■ Input:
—————
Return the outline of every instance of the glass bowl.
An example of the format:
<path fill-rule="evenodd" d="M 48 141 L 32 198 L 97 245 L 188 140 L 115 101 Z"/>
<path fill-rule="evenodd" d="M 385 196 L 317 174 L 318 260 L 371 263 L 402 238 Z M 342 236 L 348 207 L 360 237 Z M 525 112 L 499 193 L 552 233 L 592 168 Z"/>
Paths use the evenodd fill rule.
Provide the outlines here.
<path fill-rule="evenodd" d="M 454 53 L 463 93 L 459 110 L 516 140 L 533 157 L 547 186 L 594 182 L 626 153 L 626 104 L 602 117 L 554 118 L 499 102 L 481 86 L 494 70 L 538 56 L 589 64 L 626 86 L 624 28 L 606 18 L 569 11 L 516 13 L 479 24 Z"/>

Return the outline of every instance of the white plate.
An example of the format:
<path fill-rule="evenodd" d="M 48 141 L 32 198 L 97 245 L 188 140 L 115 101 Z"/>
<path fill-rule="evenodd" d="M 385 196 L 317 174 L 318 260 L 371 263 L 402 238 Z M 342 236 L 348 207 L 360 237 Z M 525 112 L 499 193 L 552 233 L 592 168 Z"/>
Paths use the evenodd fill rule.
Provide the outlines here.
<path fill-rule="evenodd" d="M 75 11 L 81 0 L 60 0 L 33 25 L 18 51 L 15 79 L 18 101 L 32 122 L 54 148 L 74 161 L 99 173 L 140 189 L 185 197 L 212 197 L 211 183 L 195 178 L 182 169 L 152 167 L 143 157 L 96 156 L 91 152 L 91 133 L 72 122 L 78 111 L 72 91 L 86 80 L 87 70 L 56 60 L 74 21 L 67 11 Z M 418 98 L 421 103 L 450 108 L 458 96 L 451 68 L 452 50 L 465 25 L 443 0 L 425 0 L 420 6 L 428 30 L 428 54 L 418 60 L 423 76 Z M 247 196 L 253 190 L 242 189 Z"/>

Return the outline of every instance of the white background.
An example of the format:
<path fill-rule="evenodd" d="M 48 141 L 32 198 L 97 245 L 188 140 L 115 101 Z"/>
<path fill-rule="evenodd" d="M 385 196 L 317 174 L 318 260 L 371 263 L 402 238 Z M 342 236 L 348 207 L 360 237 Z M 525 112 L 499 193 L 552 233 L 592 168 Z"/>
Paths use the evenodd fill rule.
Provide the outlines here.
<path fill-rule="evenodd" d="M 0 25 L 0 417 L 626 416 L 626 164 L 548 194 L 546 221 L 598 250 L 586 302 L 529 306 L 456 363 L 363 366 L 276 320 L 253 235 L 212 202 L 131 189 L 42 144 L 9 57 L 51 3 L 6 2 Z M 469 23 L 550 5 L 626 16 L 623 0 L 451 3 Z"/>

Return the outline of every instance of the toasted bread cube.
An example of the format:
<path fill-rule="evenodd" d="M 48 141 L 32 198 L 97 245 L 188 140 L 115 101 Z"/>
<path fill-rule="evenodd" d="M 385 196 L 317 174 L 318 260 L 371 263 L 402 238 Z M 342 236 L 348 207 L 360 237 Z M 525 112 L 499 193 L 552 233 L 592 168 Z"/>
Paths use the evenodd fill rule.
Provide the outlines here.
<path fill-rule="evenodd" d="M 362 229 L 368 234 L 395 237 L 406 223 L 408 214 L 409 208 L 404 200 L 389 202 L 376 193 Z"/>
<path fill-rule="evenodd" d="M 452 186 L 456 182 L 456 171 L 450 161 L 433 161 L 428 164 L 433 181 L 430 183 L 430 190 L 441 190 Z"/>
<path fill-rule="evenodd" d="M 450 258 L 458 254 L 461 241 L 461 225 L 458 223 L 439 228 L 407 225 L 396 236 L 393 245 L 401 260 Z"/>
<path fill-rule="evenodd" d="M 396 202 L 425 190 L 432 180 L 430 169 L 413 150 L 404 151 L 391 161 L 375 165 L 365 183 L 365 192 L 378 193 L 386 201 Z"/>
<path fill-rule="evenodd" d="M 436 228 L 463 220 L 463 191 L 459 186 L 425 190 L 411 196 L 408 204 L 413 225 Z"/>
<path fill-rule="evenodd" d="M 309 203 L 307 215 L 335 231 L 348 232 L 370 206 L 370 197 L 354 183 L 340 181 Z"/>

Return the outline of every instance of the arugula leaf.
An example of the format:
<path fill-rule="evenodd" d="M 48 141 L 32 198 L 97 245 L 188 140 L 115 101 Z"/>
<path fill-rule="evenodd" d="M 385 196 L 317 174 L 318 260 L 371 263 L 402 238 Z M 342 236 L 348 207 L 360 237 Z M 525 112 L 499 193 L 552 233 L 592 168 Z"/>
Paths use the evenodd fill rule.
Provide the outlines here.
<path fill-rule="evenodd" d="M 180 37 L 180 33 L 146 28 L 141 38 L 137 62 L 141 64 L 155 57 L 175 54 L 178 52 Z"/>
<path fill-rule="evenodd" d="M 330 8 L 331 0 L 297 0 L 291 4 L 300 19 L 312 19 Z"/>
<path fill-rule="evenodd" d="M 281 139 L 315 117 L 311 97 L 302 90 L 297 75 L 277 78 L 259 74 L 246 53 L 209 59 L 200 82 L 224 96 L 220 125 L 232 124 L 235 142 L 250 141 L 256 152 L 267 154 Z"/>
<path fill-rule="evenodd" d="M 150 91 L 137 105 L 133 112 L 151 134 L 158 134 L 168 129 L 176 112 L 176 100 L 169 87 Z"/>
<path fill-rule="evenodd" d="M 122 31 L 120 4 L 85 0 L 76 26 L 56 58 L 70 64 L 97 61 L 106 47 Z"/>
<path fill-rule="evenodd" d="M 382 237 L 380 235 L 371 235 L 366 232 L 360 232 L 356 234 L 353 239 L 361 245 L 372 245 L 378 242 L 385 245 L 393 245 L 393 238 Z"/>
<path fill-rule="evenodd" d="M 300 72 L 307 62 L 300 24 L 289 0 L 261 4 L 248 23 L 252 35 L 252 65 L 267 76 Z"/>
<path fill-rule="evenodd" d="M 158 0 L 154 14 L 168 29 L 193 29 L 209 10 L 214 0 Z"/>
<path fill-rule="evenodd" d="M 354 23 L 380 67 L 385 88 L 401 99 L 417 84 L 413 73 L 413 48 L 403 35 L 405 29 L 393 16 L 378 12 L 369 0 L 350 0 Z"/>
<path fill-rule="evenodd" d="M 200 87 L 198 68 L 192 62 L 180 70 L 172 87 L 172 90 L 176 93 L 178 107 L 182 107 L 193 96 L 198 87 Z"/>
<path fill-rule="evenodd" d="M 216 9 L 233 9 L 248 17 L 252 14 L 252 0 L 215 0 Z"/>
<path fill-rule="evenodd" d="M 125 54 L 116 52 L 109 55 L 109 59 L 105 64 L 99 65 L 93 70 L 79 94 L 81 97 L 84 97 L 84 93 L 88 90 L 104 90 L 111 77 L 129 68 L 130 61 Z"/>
—————
■ Work instruction: Would you please copy out every line of the data exactly?

■ Written response:
Return the outline of every instance of the glass bowl.
An example of the format:
<path fill-rule="evenodd" d="M 48 141 L 32 198 L 97 245 L 188 140 L 115 101 Z"/>
<path fill-rule="evenodd" d="M 385 196 L 317 174 L 318 260 L 371 263 L 402 238 Z M 342 236 L 348 207 L 360 237 Z M 525 112 L 499 193 L 552 233 L 592 168 Z"/>
Paths use the evenodd fill rule.
Provide the outlines here.
<path fill-rule="evenodd" d="M 454 53 L 463 93 L 459 110 L 516 140 L 533 157 L 547 186 L 594 182 L 626 153 L 626 104 L 602 117 L 554 118 L 499 102 L 481 86 L 494 70 L 538 56 L 589 64 L 626 86 L 624 28 L 606 18 L 569 11 L 516 13 L 479 24 Z"/>

Return the outline of every instance of the white plate.
An example of the format:
<path fill-rule="evenodd" d="M 48 141 L 32 198 L 97 245 L 188 140 L 115 101 Z"/>
<path fill-rule="evenodd" d="M 385 196 L 317 174 L 318 260 L 371 263 L 402 238 Z M 342 236 L 348 207 L 360 237 Z M 525 112 L 499 193 L 552 233 L 592 168 Z"/>
Paths use the evenodd fill rule.
Provide the outlines here.
<path fill-rule="evenodd" d="M 75 11 L 81 0 L 60 0 L 33 25 L 18 51 L 15 79 L 18 101 L 32 122 L 54 148 L 74 161 L 99 173 L 140 189 L 185 197 L 212 197 L 211 183 L 195 178 L 182 169 L 152 167 L 143 157 L 96 156 L 91 152 L 91 133 L 72 122 L 78 111 L 72 91 L 86 80 L 87 70 L 56 60 L 74 21 L 67 11 Z M 418 98 L 421 103 L 450 108 L 458 96 L 451 68 L 452 50 L 465 25 L 443 0 L 425 0 L 420 6 L 428 30 L 428 54 L 418 60 L 423 76 Z M 247 196 L 253 190 L 242 189 Z"/>

Return the outline of every instance of the white background.
An example of the format:
<path fill-rule="evenodd" d="M 48 141 L 32 198 L 97 245 L 188 140 L 115 101 Z"/>
<path fill-rule="evenodd" d="M 385 196 L 317 174 L 318 260 L 371 263 L 402 238 Z M 342 236 L 348 207 L 360 237 Z M 525 112 L 499 193 L 552 233 L 592 168 Z"/>
Paths use the evenodd fill rule.
Provide the outlines here.
<path fill-rule="evenodd" d="M 0 25 L 0 417 L 626 416 L 626 164 L 548 194 L 546 221 L 598 250 L 586 302 L 529 306 L 456 363 L 363 366 L 276 320 L 253 235 L 212 202 L 131 189 L 42 144 L 9 57 L 51 3 L 6 2 Z M 469 23 L 550 5 L 626 16 L 623 0 L 451 3 Z"/>

Return the outline of every instance of the toasted bread cube.
An example of the format:
<path fill-rule="evenodd" d="M 48 141 L 32 198 L 97 245 L 188 140 L 115 101 Z"/>
<path fill-rule="evenodd" d="M 385 196 L 317 174 L 318 260 L 371 263 L 402 238 Z M 342 236 L 348 207 L 360 237 Z M 525 112 L 499 193 L 552 233 L 592 168 Z"/>
Paths use the evenodd fill rule.
Provide the outlines here.
<path fill-rule="evenodd" d="M 362 229 L 368 234 L 395 237 L 406 223 L 408 214 L 409 208 L 404 200 L 389 202 L 376 193 Z"/>
<path fill-rule="evenodd" d="M 452 186 L 456 182 L 456 171 L 450 161 L 433 161 L 428 164 L 433 181 L 430 183 L 430 190 L 441 190 Z"/>
<path fill-rule="evenodd" d="M 450 258 L 458 254 L 461 241 L 461 225 L 458 223 L 439 228 L 407 225 L 396 236 L 393 245 L 401 260 Z"/>
<path fill-rule="evenodd" d="M 396 202 L 425 190 L 432 180 L 430 169 L 413 150 L 404 151 L 391 161 L 375 165 L 365 183 L 365 192 L 378 193 L 386 201 Z"/>
<path fill-rule="evenodd" d="M 436 228 L 463 220 L 463 191 L 459 186 L 425 190 L 411 196 L 408 204 L 413 225 Z"/>
<path fill-rule="evenodd" d="M 309 203 L 307 215 L 335 231 L 348 232 L 370 206 L 370 197 L 354 183 L 340 181 Z"/>

Return the outline of every instance of the arugula leaf.
An example of the format:
<path fill-rule="evenodd" d="M 48 141 L 32 198 L 97 245 L 188 140 L 115 101 Z"/>
<path fill-rule="evenodd" d="M 385 196 L 317 174 L 318 260 L 371 263 L 402 238 Z M 342 236 L 348 207 L 360 237 Z M 525 112 L 499 193 L 552 233 L 592 168 Z"/>
Paths use the evenodd fill rule.
Provide the outlines here.
<path fill-rule="evenodd" d="M 180 37 L 180 33 L 146 28 L 141 38 L 137 62 L 141 64 L 155 57 L 175 54 L 178 52 Z"/>
<path fill-rule="evenodd" d="M 330 8 L 331 0 L 297 0 L 291 4 L 300 19 L 312 19 Z"/>
<path fill-rule="evenodd" d="M 281 139 L 315 117 L 311 97 L 302 90 L 297 75 L 277 78 L 259 74 L 246 53 L 209 59 L 200 82 L 224 96 L 220 125 L 232 124 L 235 142 L 250 141 L 256 152 L 267 154 Z"/>
<path fill-rule="evenodd" d="M 150 91 L 137 105 L 133 112 L 151 134 L 158 134 L 168 129 L 176 112 L 176 100 L 169 87 Z"/>
<path fill-rule="evenodd" d="M 122 31 L 120 4 L 85 0 L 76 26 L 56 58 L 70 64 L 97 61 L 106 47 Z"/>
<path fill-rule="evenodd" d="M 382 237 L 380 235 L 371 235 L 366 232 L 360 232 L 356 234 L 353 239 L 361 245 L 372 245 L 378 242 L 385 245 L 393 245 L 393 238 Z"/>
<path fill-rule="evenodd" d="M 300 72 L 307 62 L 300 24 L 289 0 L 261 4 L 248 23 L 252 35 L 252 65 L 267 76 Z"/>
<path fill-rule="evenodd" d="M 158 0 L 154 14 L 168 29 L 193 29 L 209 10 L 214 0 Z"/>
<path fill-rule="evenodd" d="M 354 23 L 380 67 L 385 88 L 401 99 L 417 84 L 413 73 L 413 48 L 403 35 L 405 29 L 393 16 L 378 12 L 369 0 L 350 0 Z"/>
<path fill-rule="evenodd" d="M 200 87 L 198 68 L 192 62 L 180 70 L 172 87 L 172 90 L 176 93 L 178 107 L 182 107 L 193 96 L 198 87 Z"/>
<path fill-rule="evenodd" d="M 216 9 L 233 9 L 248 17 L 252 14 L 252 0 L 215 0 Z"/>
<path fill-rule="evenodd" d="M 125 54 L 116 52 L 109 55 L 109 59 L 105 64 L 99 65 L 93 70 L 79 94 L 81 97 L 84 97 L 84 93 L 88 90 L 104 90 L 111 77 L 129 68 L 130 61 Z"/>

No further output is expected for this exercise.